Выбранный текст:
§
Наша художественная жизнь настолько противоречива, что порой не знаешь, печалиться тому или радоваться. То есть, когда с начала года уже в третий или четвертый раз одна и та же группа художников дает повод для дискуссий, статей и прочих рефлексий, — хорошо это или плохо? Вроде бы — наконец-то, вот они, ранние, энергичные, полные идей, явились наконец-то. С другой стороны — выходит, у других артистов, которыми Киев всегда вроде богат, уже ни энергии, ни идей не осталось?
Конечно, у группы Р.Э.П. — именно о ней речь, — положение в своем роде уникальное, потому что включает она ту художественную поросль, которая уже не имеет ничего общего с советским прошлым. В других структурах — поколенческих, стилевых или официальных — этим ребятам места не нашлось, да оно им особо и не нужно — ведь первоначальным связующим импульсом для Революционного Экспериментального Пространства стал Майдан, а это посильнее любых манифестов или кухонных заверений во взаимной преданности.
§
Исходные данные:
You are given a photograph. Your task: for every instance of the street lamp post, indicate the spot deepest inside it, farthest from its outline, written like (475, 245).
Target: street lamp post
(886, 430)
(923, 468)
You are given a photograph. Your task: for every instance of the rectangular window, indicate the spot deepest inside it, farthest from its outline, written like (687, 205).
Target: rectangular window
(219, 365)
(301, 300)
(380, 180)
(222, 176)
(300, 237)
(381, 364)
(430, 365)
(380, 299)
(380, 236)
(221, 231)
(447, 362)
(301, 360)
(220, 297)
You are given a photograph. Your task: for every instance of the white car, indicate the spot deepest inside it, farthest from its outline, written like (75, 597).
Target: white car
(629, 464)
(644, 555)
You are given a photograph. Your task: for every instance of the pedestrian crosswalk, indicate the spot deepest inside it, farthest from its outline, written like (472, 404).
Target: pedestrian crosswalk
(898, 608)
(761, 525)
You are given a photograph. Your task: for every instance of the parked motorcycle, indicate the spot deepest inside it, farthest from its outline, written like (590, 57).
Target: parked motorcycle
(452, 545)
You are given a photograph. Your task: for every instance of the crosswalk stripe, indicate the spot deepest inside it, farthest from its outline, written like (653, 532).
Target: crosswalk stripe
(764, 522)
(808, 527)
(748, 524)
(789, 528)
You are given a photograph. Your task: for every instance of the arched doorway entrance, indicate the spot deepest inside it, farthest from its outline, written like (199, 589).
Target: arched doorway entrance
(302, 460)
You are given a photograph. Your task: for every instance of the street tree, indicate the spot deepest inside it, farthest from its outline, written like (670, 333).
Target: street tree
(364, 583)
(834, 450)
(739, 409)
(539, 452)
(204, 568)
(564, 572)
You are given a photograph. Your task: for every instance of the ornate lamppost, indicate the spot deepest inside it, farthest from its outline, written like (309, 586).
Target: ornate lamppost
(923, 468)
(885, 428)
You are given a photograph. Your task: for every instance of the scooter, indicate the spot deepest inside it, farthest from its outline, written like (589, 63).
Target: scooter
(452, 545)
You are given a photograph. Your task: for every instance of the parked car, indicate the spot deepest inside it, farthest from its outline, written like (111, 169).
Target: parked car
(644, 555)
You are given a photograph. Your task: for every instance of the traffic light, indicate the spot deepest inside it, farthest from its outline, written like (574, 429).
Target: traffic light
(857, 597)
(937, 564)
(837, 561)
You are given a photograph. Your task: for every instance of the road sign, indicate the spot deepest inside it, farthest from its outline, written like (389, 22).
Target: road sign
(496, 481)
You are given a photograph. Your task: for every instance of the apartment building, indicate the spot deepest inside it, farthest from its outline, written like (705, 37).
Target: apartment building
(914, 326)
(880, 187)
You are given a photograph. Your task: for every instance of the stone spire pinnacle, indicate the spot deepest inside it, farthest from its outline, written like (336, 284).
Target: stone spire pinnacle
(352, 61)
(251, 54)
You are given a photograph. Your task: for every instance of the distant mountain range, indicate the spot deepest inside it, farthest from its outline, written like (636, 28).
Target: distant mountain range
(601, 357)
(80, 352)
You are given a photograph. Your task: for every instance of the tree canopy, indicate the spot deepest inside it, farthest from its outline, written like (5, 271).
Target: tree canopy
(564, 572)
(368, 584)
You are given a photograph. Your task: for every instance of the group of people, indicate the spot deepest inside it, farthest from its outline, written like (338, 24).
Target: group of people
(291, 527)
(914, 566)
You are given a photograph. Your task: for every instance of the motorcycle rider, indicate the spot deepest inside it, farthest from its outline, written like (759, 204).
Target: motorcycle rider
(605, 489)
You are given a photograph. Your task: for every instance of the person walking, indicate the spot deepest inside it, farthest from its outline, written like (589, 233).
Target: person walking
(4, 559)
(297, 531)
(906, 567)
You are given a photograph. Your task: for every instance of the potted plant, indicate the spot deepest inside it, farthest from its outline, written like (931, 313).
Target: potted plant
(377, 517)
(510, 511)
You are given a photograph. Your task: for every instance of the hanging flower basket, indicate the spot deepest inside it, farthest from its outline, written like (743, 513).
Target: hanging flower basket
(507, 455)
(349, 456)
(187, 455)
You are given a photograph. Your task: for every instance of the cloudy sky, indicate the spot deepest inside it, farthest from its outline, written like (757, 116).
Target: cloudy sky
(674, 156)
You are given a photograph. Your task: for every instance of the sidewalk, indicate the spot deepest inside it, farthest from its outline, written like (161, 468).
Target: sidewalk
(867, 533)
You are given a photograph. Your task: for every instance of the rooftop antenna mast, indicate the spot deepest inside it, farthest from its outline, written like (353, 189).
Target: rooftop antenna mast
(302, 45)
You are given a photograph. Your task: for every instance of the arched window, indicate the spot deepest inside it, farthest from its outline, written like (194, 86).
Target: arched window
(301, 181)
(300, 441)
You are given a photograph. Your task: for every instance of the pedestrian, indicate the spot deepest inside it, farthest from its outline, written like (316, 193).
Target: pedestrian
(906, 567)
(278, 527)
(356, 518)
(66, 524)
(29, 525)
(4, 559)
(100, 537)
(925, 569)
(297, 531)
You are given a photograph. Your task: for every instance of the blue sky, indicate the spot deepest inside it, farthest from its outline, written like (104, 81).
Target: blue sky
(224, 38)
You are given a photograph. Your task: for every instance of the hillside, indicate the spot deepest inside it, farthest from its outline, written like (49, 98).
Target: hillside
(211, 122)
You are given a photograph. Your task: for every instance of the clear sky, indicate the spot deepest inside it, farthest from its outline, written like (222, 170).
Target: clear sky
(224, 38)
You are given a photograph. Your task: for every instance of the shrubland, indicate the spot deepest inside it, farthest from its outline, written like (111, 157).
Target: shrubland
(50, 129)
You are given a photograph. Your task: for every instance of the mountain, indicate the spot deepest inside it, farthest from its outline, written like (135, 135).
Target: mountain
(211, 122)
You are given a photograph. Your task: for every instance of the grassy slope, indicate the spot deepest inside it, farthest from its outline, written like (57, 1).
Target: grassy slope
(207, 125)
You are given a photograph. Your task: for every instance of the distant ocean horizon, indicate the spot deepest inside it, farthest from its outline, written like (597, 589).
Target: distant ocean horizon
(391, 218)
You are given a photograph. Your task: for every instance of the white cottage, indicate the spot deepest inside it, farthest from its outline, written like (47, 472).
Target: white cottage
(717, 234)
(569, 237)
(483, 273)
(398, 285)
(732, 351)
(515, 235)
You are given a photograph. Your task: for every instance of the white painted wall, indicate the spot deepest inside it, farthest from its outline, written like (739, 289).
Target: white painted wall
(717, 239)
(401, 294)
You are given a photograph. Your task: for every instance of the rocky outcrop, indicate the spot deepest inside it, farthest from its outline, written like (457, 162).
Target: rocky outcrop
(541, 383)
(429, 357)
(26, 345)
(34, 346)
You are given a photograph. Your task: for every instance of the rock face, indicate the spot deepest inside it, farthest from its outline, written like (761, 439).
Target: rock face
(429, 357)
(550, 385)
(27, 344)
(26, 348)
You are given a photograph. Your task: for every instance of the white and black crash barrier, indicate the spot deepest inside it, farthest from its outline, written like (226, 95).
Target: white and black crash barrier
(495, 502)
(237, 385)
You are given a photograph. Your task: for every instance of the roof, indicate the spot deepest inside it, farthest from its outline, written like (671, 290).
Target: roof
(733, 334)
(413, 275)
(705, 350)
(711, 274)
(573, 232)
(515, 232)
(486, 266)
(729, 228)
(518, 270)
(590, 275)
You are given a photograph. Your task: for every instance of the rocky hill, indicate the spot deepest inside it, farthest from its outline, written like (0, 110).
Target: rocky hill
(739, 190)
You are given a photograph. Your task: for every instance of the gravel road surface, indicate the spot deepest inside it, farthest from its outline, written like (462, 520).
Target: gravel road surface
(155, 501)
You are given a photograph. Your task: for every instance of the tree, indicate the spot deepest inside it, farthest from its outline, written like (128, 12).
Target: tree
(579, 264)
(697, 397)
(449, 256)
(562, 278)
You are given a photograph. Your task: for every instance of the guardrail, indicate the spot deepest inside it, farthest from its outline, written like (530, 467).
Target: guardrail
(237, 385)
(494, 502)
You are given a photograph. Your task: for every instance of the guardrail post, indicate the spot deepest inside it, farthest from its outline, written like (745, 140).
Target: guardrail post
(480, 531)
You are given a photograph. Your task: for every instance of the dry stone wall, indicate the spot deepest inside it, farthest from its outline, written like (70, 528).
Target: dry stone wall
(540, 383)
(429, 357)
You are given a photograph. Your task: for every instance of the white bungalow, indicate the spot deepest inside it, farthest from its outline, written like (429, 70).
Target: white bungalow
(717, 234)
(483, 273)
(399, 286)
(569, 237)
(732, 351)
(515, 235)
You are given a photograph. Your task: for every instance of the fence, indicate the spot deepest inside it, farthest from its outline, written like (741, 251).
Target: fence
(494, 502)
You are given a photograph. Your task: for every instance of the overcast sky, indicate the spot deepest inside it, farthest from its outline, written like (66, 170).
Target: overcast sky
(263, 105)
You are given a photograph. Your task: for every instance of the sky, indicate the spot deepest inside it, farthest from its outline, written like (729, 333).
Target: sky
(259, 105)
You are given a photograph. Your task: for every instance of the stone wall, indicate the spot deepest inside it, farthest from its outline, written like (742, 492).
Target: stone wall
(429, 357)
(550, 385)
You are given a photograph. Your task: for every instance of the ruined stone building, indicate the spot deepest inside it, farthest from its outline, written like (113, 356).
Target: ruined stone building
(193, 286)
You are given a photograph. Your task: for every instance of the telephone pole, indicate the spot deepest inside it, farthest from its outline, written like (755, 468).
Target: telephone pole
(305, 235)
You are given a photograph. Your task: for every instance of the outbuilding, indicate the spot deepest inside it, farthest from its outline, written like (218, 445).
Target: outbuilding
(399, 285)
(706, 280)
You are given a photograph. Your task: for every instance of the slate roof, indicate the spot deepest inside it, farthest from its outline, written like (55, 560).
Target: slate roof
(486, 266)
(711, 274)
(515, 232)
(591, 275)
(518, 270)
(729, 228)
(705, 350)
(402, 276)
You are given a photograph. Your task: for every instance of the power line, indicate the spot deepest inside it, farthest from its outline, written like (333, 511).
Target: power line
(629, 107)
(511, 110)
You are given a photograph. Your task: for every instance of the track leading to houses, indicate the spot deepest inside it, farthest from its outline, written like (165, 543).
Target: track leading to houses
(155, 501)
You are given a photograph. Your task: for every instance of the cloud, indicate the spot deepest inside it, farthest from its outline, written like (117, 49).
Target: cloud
§
Задания для выполнения:
**1.** Перепишите без изменений фрагмент текста о группе Р.Э.П.: начните с места, где стоят слова «Наша художественная жизнь», и остановитесь после слов «идей не осталось?».
**2.** Посчитайте строки, в которых встречается слово «mountain», и укажите только их число.
Строки никак не связаны с текстом о группе Р.Э.П.

Письменные ответы:
**1.**
Наша художественная жизнь настолько противоречива, что порой не знаешь, печалиться тому или радоваться. То есть, когда с начала года уже в третий или четвертый раз одна и та же группа художников дает повод для дискуссий, статей и прочих рефлексий, — хорошо это или плохо? Вроде бы — наконец-то, вот они, ранние, энергичные, полные идей, явились наконец-то. С другой стороны — выходит, у других артистов, которыми Киев всегда вроде богат, уже ни энергии, ни идей не осталось?

**2.** 4